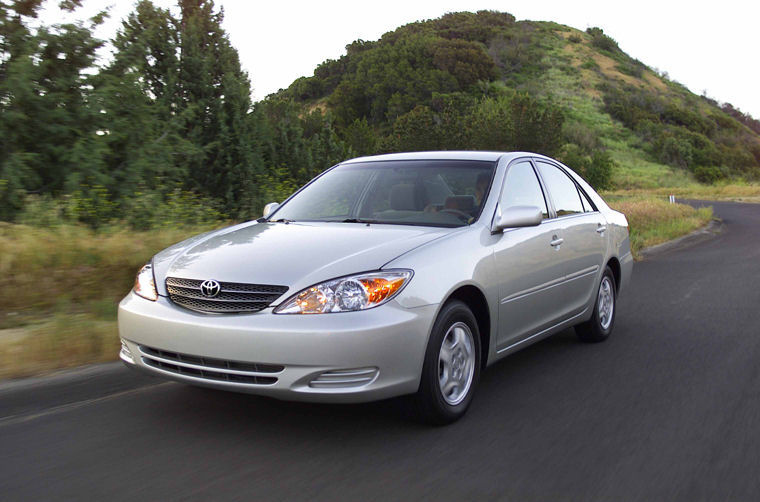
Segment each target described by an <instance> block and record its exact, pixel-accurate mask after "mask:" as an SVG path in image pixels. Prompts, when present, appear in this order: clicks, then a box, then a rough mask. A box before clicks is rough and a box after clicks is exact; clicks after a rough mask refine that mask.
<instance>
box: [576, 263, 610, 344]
mask: <svg viewBox="0 0 760 502" xmlns="http://www.w3.org/2000/svg"><path fill="white" fill-rule="evenodd" d="M616 300H617V288H616V286H615V276H614V275H613V274H612V270H611V269H610V267H606V268H605V270H604V274H603V275H602V280H601V281H600V282H599V290H598V291H597V293H596V301H595V302H594V313H593V315H592V316H591V319H589V320H588V321H586V322H584V323H583V324H579V325H578V326H576V327H575V332H576V333H577V334H578V338H580V339H581V340H582V341H584V342H589V343H596V342H603V341H604V340H606V339H607V338H608V337H609V336H610V333H612V328H613V327H614V326H615V307H616Z"/></svg>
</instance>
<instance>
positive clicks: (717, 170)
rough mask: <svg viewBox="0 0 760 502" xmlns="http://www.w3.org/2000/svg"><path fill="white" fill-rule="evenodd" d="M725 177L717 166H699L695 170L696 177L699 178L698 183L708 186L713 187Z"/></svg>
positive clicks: (696, 167)
mask: <svg viewBox="0 0 760 502" xmlns="http://www.w3.org/2000/svg"><path fill="white" fill-rule="evenodd" d="M724 176H725V175H724V173H723V171H721V169H720V168H718V167H715V166H712V167H707V166H697V167H695V168H694V177H695V178H697V181H699V182H700V183H707V184H708V185H712V184H713V183H715V182H716V181H718V180H720V179H721V178H723V177H724Z"/></svg>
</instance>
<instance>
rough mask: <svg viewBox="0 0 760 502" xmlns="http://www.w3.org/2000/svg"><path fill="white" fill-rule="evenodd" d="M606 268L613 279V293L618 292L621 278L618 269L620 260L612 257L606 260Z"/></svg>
mask: <svg viewBox="0 0 760 502" xmlns="http://www.w3.org/2000/svg"><path fill="white" fill-rule="evenodd" d="M607 266H608V267H610V270H612V276H613V277H614V278H615V291H616V292H618V291H620V280H621V278H622V269H621V267H620V260H618V259H617V257H615V256H613V257H611V258H610V259H609V260H607Z"/></svg>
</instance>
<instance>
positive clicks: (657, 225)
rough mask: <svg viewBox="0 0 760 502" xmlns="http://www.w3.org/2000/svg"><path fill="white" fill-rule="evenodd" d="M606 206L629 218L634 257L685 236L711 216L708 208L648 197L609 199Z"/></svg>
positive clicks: (622, 197) (637, 196) (708, 218)
mask: <svg viewBox="0 0 760 502" xmlns="http://www.w3.org/2000/svg"><path fill="white" fill-rule="evenodd" d="M608 203H609V205H610V206H611V207H612V208H613V209H616V210H617V211H621V212H622V213H624V214H625V216H626V218H627V219H628V224H629V227H630V235H631V249H632V251H633V255H634V257H636V258H638V257H639V252H640V251H641V250H642V249H644V248H647V247H649V246H654V245H656V244H661V243H663V242H666V241H669V240H672V239H675V238H677V237H681V236H682V235H686V234H688V233H690V232H692V231H694V230H696V229H698V228H701V227H703V226H705V225H707V224H708V223H709V222H710V220H711V219H712V217H713V211H712V208H711V207H706V208H700V209H694V208H693V207H691V206H687V205H685V204H670V203H669V202H668V201H667V200H663V199H662V198H654V197H651V196H650V197H643V196H627V197H619V196H618V197H609V198H608Z"/></svg>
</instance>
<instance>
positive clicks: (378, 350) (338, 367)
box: [119, 293, 437, 402]
mask: <svg viewBox="0 0 760 502" xmlns="http://www.w3.org/2000/svg"><path fill="white" fill-rule="evenodd" d="M436 311H437V305H426V306H423V307H417V308H411V309H407V308H404V307H402V306H400V305H399V304H398V303H397V302H396V301H395V300H393V301H391V302H389V303H387V304H385V305H382V306H380V307H376V308H373V309H369V310H365V311H361V312H345V313H333V314H317V315H284V314H273V313H272V309H271V308H270V309H266V310H263V311H261V312H257V313H255V314H236V315H206V314H200V313H196V312H193V311H190V310H187V309H184V308H182V307H179V306H177V305H175V304H173V303H172V302H171V301H170V300H168V299H167V298H165V297H159V299H158V300H157V301H155V302H153V301H149V300H145V299H143V298H141V297H139V296H137V295H135V294H134V293H129V295H127V296H126V297H125V298H124V299H123V300H122V301H121V303H120V304H119V334H120V336H121V338H122V352H121V354H120V355H121V359H122V360H123V361H124V362H125V363H126V364H127V366H130V367H132V368H134V369H138V370H142V371H145V372H148V373H152V374H154V375H160V376H163V377H166V378H170V379H173V380H178V381H181V382H185V383H189V384H194V385H202V386H207V387H215V388H220V389H225V390H231V391H237V392H246V393H252V394H261V395H268V396H271V397H275V398H279V399H285V400H294V401H320V402H362V401H374V400H378V399H384V398H387V397H392V396H398V395H403V394H409V393H413V392H415V391H416V390H417V388H418V386H419V380H420V373H421V371H422V364H423V360H424V356H425V349H426V347H427V340H428V336H429V333H430V329H431V327H432V324H433V320H434V318H435V314H436Z"/></svg>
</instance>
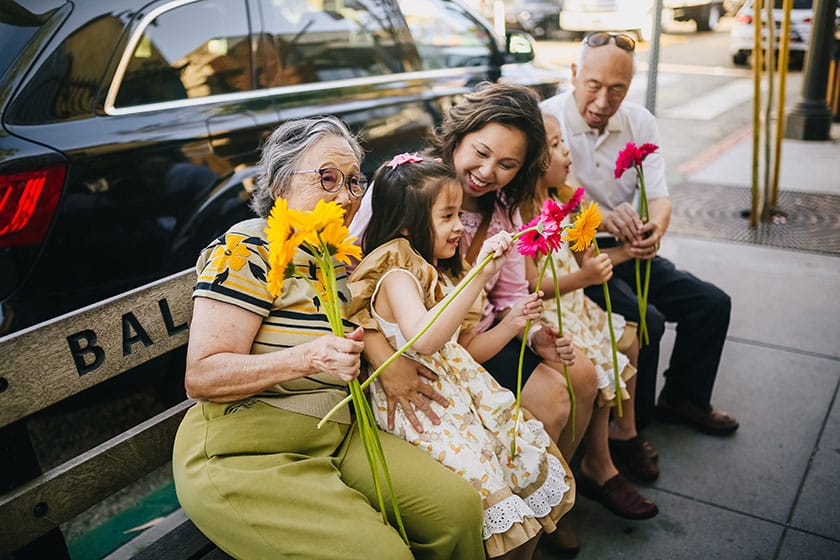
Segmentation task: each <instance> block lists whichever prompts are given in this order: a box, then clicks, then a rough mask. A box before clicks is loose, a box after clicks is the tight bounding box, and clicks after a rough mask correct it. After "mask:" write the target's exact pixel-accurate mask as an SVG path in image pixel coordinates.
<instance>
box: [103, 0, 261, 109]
mask: <svg viewBox="0 0 840 560" xmlns="http://www.w3.org/2000/svg"><path fill="white" fill-rule="evenodd" d="M251 75H252V71H251V46H250V41H249V28H248V10H247V8H246V6H245V0H239V1H226V0H200V1H198V2H192V3H190V4H185V5H181V6H178V7H176V8H173V9H171V10H169V11H166V12H164V13H162V14H160V15H159V16H157V17H155V18H154V19H153V20H152V21H150V22H148V25H146V26H145V27H144V29H143V31H142V34H141V35H140V38H139V40H138V41H137V42H136V45H135V46H134V49H133V51H132V53H131V57H130V58H129V61H128V65H127V66H126V69H125V73H124V75H123V77H122V81H121V82H120V85H119V90H118V92H117V95H116V101H115V103H114V105H115V106H116V107H125V106H133V105H143V104H148V103H159V102H164V101H174V100H178V99H190V98H196V97H206V96H208V95H218V94H223V93H234V92H239V91H248V90H250V89H251V88H252V85H251Z"/></svg>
* * *
▸ What you are asked to do
What are the lines of the data above that include the string "block"? Copy them.

▸ Response box
Segment each target described by an <instance> block and record its exact, pixel-accurate mask after "mask:" as an SVG path in image pixels. Prompts, when present, appear in this order: clicks, then a box, then a rough mask. A box before clicks is rough and a box after clicks is exact; clicks after a rough mask refine that mask.
Segmentation task: each <instance> block lists whichever prompts are given in this order: a box, then clicks, then a rough mask. A box before clicks is loose, a box after clicks is the tight bounding box, and clicks after a rough mask correct it. After "mask:" write the target's exact pixel-accurate mask as an SVG path in image pixel coordinates.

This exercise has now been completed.